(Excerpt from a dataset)
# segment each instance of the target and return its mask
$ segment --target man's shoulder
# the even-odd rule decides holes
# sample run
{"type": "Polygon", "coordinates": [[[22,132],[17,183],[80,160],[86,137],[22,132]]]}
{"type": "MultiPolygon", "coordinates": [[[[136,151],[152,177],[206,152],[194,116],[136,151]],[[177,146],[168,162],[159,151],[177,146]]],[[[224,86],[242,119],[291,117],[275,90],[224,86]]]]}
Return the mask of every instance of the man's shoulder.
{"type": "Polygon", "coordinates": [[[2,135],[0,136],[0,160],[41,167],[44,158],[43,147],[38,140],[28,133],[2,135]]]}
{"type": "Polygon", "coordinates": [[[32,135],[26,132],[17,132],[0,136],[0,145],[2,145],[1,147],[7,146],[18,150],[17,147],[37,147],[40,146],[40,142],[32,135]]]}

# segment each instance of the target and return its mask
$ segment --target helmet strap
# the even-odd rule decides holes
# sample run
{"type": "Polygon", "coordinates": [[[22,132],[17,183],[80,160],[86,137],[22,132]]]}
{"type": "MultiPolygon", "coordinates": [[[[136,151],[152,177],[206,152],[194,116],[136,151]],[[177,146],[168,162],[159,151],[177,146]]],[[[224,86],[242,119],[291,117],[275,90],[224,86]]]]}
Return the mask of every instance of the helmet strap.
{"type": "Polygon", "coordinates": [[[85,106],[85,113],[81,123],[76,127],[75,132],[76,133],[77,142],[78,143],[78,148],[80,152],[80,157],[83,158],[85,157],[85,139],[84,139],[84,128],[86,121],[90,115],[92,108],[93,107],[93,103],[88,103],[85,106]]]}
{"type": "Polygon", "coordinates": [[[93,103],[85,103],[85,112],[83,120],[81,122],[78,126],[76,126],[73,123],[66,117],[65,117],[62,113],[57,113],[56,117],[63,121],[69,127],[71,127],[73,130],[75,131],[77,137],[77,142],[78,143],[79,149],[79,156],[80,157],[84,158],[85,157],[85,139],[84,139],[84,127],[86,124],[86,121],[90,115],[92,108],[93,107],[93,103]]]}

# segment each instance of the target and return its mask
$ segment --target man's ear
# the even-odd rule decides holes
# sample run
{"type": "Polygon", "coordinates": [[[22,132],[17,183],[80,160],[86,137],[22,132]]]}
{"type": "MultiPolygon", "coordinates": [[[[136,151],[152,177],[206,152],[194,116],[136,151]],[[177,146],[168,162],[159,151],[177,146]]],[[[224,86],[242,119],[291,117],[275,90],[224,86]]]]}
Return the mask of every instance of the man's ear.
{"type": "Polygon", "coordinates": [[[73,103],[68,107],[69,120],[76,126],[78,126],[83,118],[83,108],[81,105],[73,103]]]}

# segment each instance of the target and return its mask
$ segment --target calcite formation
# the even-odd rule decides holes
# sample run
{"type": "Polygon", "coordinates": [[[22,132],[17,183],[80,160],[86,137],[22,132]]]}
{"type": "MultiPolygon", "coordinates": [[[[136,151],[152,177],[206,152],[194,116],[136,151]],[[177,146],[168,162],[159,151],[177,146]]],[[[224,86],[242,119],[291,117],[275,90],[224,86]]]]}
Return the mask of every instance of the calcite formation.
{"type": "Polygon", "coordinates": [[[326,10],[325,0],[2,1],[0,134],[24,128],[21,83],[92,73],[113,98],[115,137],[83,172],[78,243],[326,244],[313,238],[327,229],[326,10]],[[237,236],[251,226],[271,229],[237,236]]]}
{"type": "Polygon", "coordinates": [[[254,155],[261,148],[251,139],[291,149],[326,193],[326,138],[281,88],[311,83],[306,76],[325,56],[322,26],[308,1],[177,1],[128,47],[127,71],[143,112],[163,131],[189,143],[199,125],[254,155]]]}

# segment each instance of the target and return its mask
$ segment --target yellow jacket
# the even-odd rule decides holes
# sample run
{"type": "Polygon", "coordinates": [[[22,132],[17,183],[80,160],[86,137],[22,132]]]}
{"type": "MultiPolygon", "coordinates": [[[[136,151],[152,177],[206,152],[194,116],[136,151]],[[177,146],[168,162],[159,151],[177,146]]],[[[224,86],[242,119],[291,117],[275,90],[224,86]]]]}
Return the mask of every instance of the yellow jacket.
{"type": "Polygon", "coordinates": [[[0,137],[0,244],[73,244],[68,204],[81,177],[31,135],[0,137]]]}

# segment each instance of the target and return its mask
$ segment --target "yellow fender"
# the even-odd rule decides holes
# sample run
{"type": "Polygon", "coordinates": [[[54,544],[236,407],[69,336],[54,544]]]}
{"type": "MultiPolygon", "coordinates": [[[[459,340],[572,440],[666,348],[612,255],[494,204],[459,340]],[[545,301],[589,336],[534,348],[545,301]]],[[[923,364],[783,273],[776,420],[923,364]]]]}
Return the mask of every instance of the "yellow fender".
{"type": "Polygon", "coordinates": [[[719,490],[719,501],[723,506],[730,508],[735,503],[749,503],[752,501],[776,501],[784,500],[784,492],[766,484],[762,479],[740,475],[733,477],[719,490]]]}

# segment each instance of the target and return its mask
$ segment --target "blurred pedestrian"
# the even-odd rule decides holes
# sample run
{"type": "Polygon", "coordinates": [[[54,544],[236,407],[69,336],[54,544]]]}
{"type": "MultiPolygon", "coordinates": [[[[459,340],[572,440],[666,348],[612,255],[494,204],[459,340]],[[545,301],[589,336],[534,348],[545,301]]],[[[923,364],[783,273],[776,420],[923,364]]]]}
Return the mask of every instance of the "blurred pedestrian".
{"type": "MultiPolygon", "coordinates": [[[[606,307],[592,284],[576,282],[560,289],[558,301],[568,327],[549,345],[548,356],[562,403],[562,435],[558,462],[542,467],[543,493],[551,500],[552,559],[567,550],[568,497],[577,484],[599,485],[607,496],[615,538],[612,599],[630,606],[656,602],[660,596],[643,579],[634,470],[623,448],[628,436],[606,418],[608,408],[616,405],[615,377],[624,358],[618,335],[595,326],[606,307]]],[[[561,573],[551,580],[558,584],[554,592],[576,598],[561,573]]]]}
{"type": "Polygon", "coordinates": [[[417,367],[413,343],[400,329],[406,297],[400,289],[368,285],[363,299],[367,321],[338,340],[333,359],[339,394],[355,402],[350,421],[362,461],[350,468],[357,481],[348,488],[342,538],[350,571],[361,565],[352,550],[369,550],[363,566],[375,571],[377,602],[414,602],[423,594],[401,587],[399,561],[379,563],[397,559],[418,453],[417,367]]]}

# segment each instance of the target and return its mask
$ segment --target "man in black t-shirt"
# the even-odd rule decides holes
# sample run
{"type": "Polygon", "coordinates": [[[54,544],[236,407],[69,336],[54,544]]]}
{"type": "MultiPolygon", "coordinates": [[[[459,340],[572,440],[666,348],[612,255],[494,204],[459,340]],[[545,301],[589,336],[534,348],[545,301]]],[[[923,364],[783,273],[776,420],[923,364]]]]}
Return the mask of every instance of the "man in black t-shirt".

• **What you need to do**: Find each line in the items above that contains the word "black", and copy those lines.

• **Exercise answer**:
$ segment --target "man in black t-shirt"
Return the mask of every instance of the "man in black t-shirt".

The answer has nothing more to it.